- [Reading passage]:
****************************************

Studio Variously: Shaping The Future Of Fashion
Textile brand Studio Variously fuses Anjali Purohit's passion for traditional artisan techniques with a modern design approach. Passionate about changing the world of fashion and design for the better, Anjali tells us about ethically made textile brand Variously, and where she finds her inspiration.
We love the name “Variously” - what inspired that choice? The Variously name was a conscious choice considering the diverse set of experiences I have had as a designer and a human being both culturally and professionally before starting my independent design label. Being from India, I have worked in Delhi, Mumbai, travelled to several interior villages there, later moved to Milan, Italy to pursue my further studies in design and got the opportunity to exhibit in Germany and collaborate with international design studios before moving to the US. This has had a deep impact on my way of thinking and being and has an impact on my choices as a designer and entrepreneur.
Tell us about your decision to focus exclusively on hand-crafted, artisanal techniques. The market is flooded with products that are cookie cutter, look alike and are mass produced to offer a standardized experience. When it comes to textiles, I feel there is an opportunity to create by combining human-centric characteristics in the way the textile is conceived from idea to product stage. Hand-crafted techniques that are set in cultural roots, inherently have a story to tell and connect to. It involves people who have been handed down these unique skills and techniques that are not replicable and require a lot of expertise and understanding of materials and aesthetics.

****************************************

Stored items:

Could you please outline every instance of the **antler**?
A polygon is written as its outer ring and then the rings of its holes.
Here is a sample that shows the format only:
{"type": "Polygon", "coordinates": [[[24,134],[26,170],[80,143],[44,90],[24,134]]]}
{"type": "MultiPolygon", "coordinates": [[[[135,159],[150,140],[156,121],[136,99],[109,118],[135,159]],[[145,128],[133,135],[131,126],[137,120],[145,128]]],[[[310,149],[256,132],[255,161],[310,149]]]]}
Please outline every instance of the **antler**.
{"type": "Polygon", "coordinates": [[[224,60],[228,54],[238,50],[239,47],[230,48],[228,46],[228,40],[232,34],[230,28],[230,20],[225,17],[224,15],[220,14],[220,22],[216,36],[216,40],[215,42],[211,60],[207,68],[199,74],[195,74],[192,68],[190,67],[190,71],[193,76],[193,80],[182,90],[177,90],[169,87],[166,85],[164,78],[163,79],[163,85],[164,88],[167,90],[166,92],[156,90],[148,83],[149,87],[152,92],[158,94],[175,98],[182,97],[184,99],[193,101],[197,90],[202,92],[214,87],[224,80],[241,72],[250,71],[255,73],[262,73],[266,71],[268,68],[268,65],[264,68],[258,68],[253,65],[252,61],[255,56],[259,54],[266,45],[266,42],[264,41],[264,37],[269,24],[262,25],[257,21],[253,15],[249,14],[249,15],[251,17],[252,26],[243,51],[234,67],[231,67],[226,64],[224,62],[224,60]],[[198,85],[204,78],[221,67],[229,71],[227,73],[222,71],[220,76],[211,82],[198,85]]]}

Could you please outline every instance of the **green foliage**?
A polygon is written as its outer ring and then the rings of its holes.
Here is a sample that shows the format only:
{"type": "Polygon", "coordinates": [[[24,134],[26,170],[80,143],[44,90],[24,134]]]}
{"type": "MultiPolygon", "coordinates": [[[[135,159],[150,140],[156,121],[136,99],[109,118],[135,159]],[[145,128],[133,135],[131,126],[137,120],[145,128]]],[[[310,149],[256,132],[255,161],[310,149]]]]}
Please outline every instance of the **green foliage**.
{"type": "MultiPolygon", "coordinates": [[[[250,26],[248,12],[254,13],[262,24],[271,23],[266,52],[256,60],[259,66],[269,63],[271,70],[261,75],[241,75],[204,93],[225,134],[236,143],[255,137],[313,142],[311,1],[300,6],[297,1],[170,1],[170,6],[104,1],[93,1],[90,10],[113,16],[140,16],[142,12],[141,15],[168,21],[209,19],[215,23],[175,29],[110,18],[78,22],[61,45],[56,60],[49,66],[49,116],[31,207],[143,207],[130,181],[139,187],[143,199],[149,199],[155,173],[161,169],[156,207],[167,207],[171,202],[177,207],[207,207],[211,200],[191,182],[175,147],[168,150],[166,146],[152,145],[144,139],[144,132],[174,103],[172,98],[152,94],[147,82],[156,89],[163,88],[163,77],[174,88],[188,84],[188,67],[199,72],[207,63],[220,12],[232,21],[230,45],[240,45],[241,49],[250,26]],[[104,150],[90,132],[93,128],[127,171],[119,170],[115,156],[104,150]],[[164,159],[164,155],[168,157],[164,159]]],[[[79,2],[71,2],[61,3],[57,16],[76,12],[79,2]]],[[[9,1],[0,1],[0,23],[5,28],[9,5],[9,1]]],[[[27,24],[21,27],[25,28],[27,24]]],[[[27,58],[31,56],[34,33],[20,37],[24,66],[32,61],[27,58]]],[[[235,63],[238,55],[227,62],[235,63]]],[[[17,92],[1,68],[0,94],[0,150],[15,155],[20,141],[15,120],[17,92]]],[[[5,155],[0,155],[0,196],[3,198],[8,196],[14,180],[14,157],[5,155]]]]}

****************************************

- [Assignment]: List every country named in the Studio Variously text.

- [Solution to the exercise]: India, Italy, Germany, the US